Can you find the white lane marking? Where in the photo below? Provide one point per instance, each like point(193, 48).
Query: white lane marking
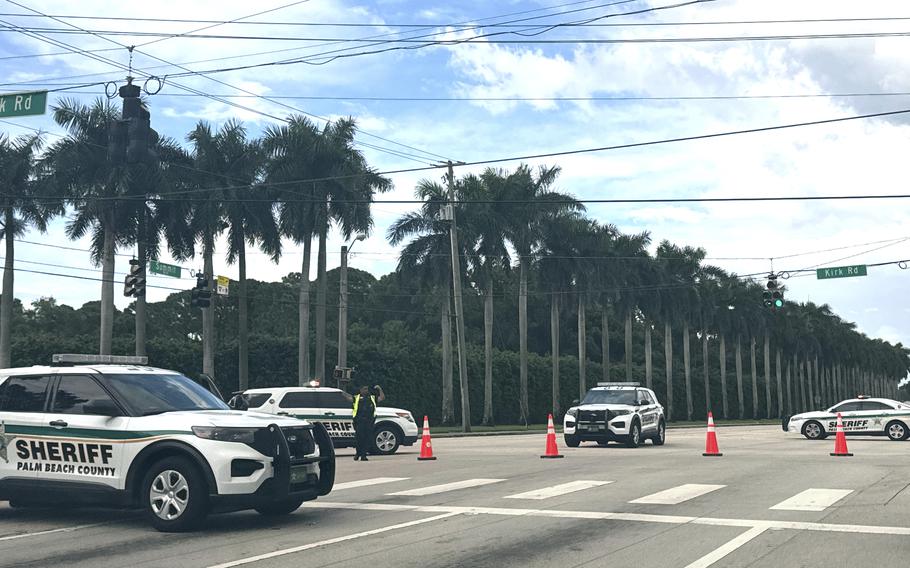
point(677, 495)
point(433, 489)
point(367, 482)
point(51, 531)
point(294, 550)
point(725, 549)
point(636, 517)
point(557, 490)
point(812, 500)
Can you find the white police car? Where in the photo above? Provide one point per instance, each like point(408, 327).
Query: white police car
point(107, 430)
point(394, 427)
point(624, 412)
point(861, 415)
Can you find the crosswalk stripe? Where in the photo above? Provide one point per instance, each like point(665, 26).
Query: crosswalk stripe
point(677, 495)
point(812, 500)
point(557, 490)
point(367, 482)
point(433, 489)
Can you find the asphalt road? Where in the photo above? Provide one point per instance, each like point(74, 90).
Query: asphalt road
point(492, 501)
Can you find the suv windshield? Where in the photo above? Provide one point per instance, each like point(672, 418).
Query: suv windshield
point(147, 394)
point(610, 397)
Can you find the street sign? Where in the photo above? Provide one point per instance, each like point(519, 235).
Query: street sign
point(223, 284)
point(163, 269)
point(841, 272)
point(23, 104)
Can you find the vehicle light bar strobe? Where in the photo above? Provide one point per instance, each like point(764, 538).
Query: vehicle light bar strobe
point(88, 359)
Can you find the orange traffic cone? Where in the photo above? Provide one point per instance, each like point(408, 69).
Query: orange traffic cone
point(711, 449)
point(426, 446)
point(552, 450)
point(840, 440)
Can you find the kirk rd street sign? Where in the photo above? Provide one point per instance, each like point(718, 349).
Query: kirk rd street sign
point(841, 272)
point(23, 104)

===============

**Problem statement:** Reproduce all of the data above, substituting "Can you spot" for every "Can you find" and leaving everything else unchanged, but omit the pictures.

**Correct response:**
Can you spot the white lane marking? Where in the photo below? Provide one point per instance, each like point(193, 48).
Query: white lane marking
point(677, 495)
point(433, 489)
point(367, 482)
point(51, 531)
point(294, 550)
point(725, 549)
point(636, 517)
point(557, 490)
point(812, 500)
Can you spot the white police car? Where in the photo above? Provide one point per instance, each like point(408, 327).
Query: white police car
point(107, 430)
point(394, 427)
point(624, 412)
point(861, 415)
Can you spot the crosswalk stripe? Where in the photo above? Provide one point per instance, each like point(665, 26).
Query: crosswalk stripe
point(677, 495)
point(812, 500)
point(557, 490)
point(367, 482)
point(433, 489)
Can you spot the asphalt road? Where in the photo above? Provide one point per instance, each like point(74, 90).
Query: asphalt road
point(492, 501)
Can you spot the suv windshield? Where in the photo above? Provide one point per instance, each like point(672, 418).
Query: suv windshield
point(147, 394)
point(610, 397)
Can you spot the street sign? Where in the photo above? Provide one point per instance, each like point(519, 235).
Query: street sign
point(223, 284)
point(163, 269)
point(841, 272)
point(23, 104)
Can you spot the vehicle light bar strobe? Where in the photo above? Provide one point per instance, each like point(764, 538).
Query: vehicle light bar strobe
point(88, 359)
Can you spot the orange traffic cone? Where in the photo above? Provide one point per instance, each like point(408, 69).
Query: orange traffic cone
point(711, 449)
point(426, 446)
point(552, 450)
point(840, 440)
Can you spot the kirk rd street sign? Where in the photo above? Provide one point per instance, each like point(718, 349).
Query: kirk rd street sign
point(841, 272)
point(23, 104)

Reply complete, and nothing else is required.